The exercise:
How many of the lines below contain the word "dark"? Reply with the number only.

Information supplied:

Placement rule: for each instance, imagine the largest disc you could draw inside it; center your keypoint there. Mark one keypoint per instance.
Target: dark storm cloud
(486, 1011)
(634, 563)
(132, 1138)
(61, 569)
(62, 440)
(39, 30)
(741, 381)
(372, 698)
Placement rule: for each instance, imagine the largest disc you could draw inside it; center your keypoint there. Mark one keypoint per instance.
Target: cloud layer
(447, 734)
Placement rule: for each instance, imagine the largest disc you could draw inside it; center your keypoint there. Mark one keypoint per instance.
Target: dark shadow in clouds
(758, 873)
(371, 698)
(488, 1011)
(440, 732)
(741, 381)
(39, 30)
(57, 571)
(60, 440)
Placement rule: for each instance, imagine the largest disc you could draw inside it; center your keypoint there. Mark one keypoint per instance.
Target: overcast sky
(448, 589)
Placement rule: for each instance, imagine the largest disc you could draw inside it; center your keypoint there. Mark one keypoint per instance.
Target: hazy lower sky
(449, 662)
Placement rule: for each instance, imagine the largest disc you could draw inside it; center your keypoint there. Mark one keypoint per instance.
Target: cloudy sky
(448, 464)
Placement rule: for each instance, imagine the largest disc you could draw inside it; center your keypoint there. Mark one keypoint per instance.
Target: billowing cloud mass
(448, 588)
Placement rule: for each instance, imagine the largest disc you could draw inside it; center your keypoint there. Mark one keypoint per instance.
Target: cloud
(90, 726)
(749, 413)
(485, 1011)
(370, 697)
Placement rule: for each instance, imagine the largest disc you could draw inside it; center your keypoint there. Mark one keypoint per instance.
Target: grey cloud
---
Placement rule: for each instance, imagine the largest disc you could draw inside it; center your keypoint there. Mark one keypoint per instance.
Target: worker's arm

Task solution:
2